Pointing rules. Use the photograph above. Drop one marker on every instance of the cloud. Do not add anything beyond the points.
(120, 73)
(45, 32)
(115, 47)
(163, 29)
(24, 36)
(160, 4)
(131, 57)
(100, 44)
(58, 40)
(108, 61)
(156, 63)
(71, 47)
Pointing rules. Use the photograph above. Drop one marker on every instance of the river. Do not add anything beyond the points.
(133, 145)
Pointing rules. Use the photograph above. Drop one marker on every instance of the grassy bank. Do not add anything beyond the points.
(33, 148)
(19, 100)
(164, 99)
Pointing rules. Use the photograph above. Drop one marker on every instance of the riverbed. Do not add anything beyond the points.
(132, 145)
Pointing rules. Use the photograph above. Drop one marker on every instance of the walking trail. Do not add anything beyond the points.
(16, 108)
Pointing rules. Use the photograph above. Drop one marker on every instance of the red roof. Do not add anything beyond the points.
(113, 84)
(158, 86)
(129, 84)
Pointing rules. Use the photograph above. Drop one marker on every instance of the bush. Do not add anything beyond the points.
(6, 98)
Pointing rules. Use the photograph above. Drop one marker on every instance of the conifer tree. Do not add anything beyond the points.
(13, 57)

Stated goal:
Render every line of the records above as a Markdown table, with a column No. for the row number and a column Line for the line itself, and leave out blank lines.

Exercise result:
| No. | Line |
|---|---|
| 1 | Pointing rules. Use the photograph above. Drop one marker on every instance of the cloud. Do not add anything beyond the points. |
| 2 | (120, 73) |
| 3 | (45, 32) |
| 4 | (115, 47) |
| 5 | (163, 29) |
| 6 | (24, 36) |
| 7 | (160, 4) |
| 8 | (131, 57) |
| 9 | (100, 44) |
| 10 | (58, 40) |
| 11 | (108, 61) |
| 12 | (156, 63) |
| 13 | (71, 47) |
| 14 | Pointing rules. Use the photograph above. Drop one marker on every instance of the river. Do not add anything beyond the points. |
| 15 | (133, 145) |
| 16 | Pointing rules. Use the photograph above. Drop one marker on every instance of the grassy bank. Do not add anything beyond the points. |
| 17 | (33, 148) |
| 18 | (19, 100) |
| 19 | (164, 99) |
| 20 | Pointing rules. Use the photograph above. Drop one marker on every instance of the riverbed. Do not add anything beyond the points. |
| 21 | (132, 145) |
| 22 | Pointing rules. Use the photograph above. Drop one marker on every instance of the walking trail. Do not add anything beyond the points. |
| 23 | (16, 108) |
| 24 | Pointing rules. Use the photograph above. Drop one marker on every instance of the red roof. Do not add anything beyond the points. |
| 25 | (113, 84) |
| 26 | (158, 86) |
| 27 | (129, 84) |
| 28 | Pointing rules. Use the photograph above. Drop one marker on every instance of the bush. Do not add anything beyond the points. |
| 29 | (6, 98) |
| 30 | Pointing rules. Use the photograph above. Drop one marker on every instance of the conifer tree. Do not add anything beyond the points. |
| 31 | (13, 57) |